Task statement: Retype exactly the lines from the one holding "Task: find the tree line" through the final line of the data, both included.

Provided records:
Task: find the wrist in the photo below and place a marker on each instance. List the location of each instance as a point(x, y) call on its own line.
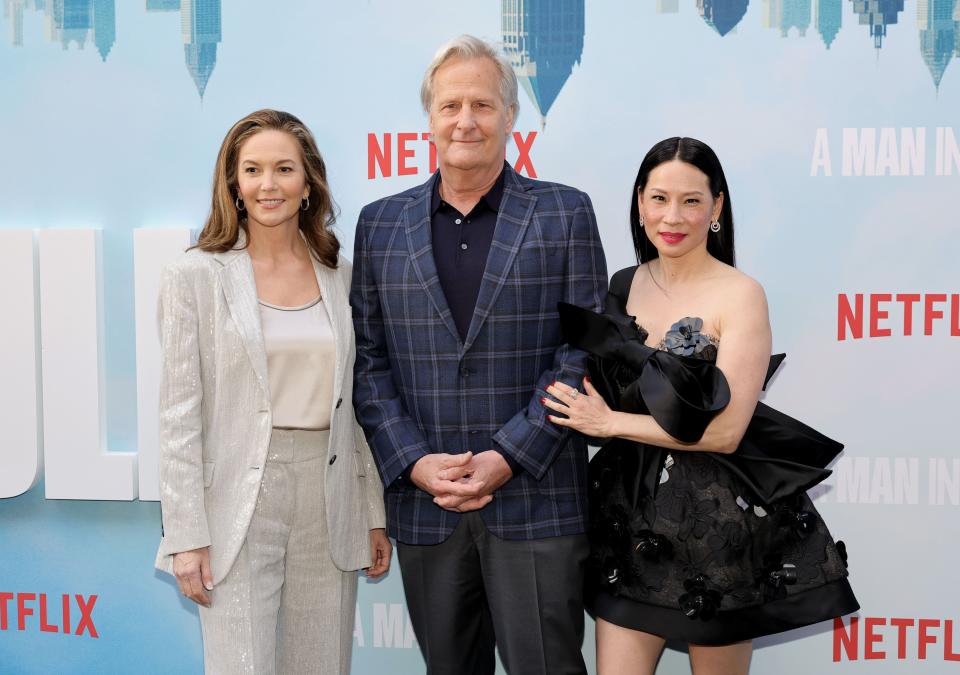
point(615, 424)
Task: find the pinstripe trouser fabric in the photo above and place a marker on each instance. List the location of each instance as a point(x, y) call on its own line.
point(284, 607)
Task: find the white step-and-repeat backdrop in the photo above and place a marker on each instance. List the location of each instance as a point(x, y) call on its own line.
point(837, 124)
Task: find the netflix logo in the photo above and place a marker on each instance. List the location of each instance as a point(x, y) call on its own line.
point(875, 638)
point(870, 314)
point(409, 153)
point(67, 614)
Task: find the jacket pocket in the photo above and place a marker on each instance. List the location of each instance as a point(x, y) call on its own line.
point(208, 473)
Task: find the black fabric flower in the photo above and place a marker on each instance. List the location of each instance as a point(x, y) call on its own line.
point(699, 602)
point(684, 338)
point(775, 576)
point(652, 547)
point(842, 550)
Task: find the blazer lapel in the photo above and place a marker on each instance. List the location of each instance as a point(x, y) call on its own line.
point(335, 301)
point(516, 209)
point(416, 220)
point(240, 290)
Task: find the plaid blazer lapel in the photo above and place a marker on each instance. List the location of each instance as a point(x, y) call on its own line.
point(516, 209)
point(416, 220)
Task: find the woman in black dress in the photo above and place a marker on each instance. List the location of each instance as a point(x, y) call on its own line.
point(701, 529)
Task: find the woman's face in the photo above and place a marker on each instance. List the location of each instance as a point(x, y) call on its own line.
point(271, 179)
point(677, 208)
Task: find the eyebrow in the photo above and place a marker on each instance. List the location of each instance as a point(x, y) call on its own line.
point(279, 161)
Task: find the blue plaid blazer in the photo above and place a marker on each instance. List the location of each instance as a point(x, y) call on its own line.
point(419, 388)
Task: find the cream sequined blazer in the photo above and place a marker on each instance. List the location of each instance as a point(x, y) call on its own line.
point(215, 417)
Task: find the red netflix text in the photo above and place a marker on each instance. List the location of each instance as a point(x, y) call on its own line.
point(876, 638)
point(404, 153)
point(34, 611)
point(869, 314)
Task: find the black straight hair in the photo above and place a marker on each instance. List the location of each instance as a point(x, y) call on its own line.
point(698, 154)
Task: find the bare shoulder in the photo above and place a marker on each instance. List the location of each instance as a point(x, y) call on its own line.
point(742, 301)
point(740, 289)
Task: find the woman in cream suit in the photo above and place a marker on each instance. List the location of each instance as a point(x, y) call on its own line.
point(269, 496)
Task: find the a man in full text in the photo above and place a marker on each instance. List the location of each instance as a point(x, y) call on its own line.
point(455, 291)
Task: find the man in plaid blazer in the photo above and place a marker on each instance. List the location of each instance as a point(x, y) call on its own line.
point(455, 291)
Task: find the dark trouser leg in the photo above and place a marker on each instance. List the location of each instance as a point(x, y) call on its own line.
point(443, 585)
point(535, 592)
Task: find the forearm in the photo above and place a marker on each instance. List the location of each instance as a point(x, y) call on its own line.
point(720, 436)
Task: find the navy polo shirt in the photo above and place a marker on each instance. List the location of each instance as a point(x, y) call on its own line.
point(461, 244)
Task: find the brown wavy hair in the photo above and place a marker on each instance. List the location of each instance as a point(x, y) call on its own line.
point(222, 229)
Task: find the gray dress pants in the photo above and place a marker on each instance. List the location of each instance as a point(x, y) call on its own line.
point(475, 591)
point(284, 607)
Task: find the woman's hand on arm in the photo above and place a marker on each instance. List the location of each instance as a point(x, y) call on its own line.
point(743, 357)
point(192, 570)
point(380, 551)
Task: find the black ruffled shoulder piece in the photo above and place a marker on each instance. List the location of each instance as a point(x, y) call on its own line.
point(778, 457)
point(681, 394)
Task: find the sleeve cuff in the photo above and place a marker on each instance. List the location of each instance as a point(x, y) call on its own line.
point(511, 462)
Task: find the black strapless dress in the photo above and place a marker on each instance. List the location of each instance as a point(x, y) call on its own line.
point(700, 547)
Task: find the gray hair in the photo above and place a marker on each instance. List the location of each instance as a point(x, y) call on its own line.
point(470, 47)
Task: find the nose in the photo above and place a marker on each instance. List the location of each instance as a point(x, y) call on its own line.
point(673, 216)
point(465, 119)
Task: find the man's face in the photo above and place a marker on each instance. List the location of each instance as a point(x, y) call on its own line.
point(468, 119)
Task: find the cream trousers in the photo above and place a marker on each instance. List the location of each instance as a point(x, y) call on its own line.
point(284, 608)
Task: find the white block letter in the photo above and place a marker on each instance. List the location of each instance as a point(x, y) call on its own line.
point(20, 444)
point(76, 464)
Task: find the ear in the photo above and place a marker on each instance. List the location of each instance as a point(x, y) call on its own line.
point(717, 207)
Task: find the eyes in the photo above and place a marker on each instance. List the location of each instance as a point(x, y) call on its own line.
point(692, 201)
point(454, 106)
point(253, 170)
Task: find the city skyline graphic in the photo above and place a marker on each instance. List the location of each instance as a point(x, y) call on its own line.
point(543, 39)
point(75, 23)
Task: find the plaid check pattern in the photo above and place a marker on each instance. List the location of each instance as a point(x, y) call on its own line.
point(419, 388)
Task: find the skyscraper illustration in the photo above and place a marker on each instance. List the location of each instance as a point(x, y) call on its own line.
point(829, 15)
point(877, 14)
point(786, 14)
point(104, 26)
point(200, 27)
point(543, 40)
point(722, 15)
point(13, 12)
point(938, 35)
point(73, 21)
point(956, 20)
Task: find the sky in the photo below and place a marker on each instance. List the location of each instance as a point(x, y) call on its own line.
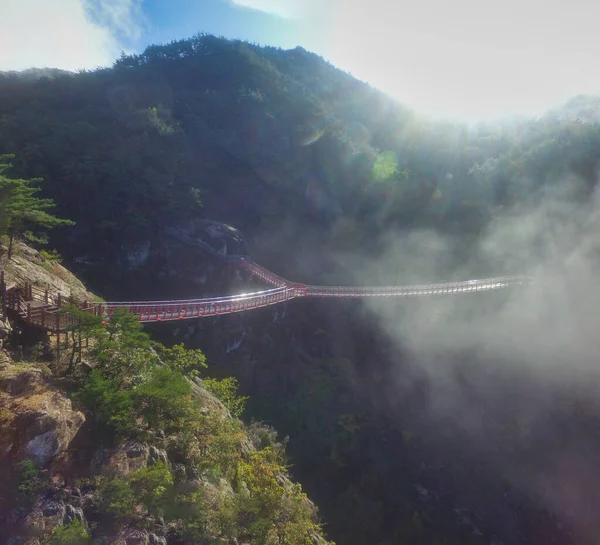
point(465, 59)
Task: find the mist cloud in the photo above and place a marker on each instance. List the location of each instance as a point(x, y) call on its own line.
point(515, 373)
point(67, 34)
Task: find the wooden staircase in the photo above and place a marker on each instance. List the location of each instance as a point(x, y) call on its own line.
point(39, 307)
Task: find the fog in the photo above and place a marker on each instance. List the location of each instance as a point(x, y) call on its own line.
point(516, 372)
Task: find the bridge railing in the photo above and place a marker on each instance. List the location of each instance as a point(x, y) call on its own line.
point(176, 310)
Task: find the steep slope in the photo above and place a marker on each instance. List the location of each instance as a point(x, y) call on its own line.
point(178, 467)
point(326, 180)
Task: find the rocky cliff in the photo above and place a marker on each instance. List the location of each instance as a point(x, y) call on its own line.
point(197, 476)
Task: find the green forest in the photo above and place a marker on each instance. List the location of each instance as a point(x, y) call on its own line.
point(317, 170)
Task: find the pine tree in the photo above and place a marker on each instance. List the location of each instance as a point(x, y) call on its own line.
point(22, 212)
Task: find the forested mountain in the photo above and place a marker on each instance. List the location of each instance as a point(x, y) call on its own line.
point(322, 175)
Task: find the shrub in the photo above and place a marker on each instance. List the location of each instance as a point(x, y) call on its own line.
point(107, 403)
point(164, 400)
point(178, 358)
point(148, 487)
point(226, 391)
point(74, 533)
point(31, 481)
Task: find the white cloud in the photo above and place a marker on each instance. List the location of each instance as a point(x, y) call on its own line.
point(289, 9)
point(470, 58)
point(67, 34)
point(466, 58)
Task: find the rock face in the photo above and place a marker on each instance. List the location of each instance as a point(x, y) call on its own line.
point(38, 422)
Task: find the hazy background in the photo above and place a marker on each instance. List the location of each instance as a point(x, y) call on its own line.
point(466, 59)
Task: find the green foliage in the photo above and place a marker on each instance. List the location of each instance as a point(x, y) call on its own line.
point(150, 487)
point(23, 212)
point(31, 480)
point(107, 402)
point(186, 361)
point(274, 512)
point(226, 391)
point(73, 533)
point(51, 256)
point(163, 400)
point(122, 349)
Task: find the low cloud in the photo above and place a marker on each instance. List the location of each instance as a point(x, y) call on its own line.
point(67, 34)
point(512, 377)
point(288, 9)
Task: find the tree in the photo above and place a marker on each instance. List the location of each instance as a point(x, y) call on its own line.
point(23, 212)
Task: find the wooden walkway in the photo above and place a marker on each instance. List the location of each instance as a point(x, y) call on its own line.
point(41, 308)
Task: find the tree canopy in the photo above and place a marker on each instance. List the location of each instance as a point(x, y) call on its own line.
point(22, 211)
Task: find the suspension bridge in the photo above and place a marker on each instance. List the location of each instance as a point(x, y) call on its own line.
point(41, 308)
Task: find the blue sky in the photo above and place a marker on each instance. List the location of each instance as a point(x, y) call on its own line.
point(467, 59)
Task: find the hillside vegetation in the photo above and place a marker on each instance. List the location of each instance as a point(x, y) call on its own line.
point(327, 181)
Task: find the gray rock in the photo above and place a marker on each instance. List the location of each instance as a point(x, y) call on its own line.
point(193, 473)
point(179, 473)
point(43, 447)
point(135, 450)
point(73, 513)
point(52, 508)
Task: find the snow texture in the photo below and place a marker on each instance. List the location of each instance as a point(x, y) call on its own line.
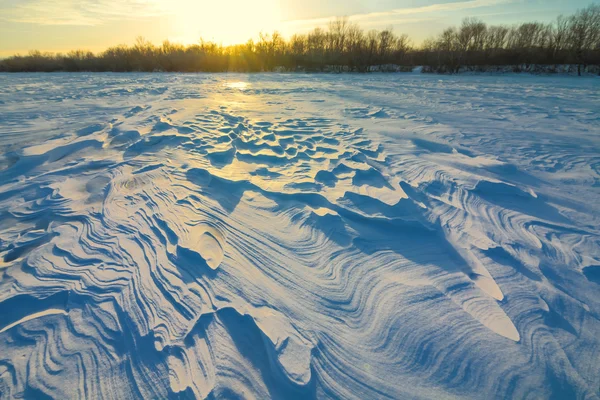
point(299, 236)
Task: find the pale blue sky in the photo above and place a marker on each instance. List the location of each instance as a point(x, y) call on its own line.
point(61, 25)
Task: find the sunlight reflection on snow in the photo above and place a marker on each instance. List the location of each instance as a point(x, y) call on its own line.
point(237, 85)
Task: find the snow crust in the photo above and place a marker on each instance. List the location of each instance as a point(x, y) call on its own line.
point(299, 236)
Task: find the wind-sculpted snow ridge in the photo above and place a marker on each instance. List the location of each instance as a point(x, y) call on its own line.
point(288, 236)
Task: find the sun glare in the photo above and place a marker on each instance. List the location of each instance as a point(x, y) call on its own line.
point(226, 21)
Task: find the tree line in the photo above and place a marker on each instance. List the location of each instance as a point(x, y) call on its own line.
point(344, 46)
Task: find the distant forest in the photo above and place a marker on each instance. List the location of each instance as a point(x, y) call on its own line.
point(344, 46)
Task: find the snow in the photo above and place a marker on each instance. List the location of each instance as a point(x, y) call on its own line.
point(299, 236)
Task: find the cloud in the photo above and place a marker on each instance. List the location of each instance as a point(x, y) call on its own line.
point(403, 15)
point(87, 12)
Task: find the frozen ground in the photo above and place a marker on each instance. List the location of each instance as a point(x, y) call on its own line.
point(299, 236)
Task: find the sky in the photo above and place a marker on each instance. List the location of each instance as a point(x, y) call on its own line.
point(63, 25)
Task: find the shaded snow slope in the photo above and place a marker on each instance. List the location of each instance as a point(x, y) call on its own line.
point(289, 236)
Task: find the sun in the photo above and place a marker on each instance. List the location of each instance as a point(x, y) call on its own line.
point(224, 21)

Your response:
Task: find the tree line in the photo above and place a marker on each instance. List the location of each instance as a point(x, y) call on its own line.
point(344, 46)
Task: find the distant forest in the photo above and place a marker on each instance. List the location of each instance as a point(x, y) call on its own line.
point(344, 46)
Task: find the snow in the photo above and place a marker on each instance. List the location of each instance as a point(x, y) call on its own line.
point(299, 236)
Task: find the cloud in the photo above and place a marker on each instance. List the location of each instance as a point(x, y) call on its own line.
point(403, 15)
point(87, 12)
Task: find the frozen ground in the photo above and place a marker on each instance. List the location of each instance as a point(x, y) call on its own line.
point(299, 236)
Task: find the sky in the photo above and place a marker on each instance. List the location of each instance as a point(x, y) call on its own line.
point(63, 25)
Task: find the shaded snow slope in the photo above and place a marker on each instance. List the location of each instance as a point(x, y) call on its own line.
point(289, 236)
Task: find the sun in the photo above and place a marker on each instance. List the location of each instance as a point(x, y) call on its own line.
point(224, 21)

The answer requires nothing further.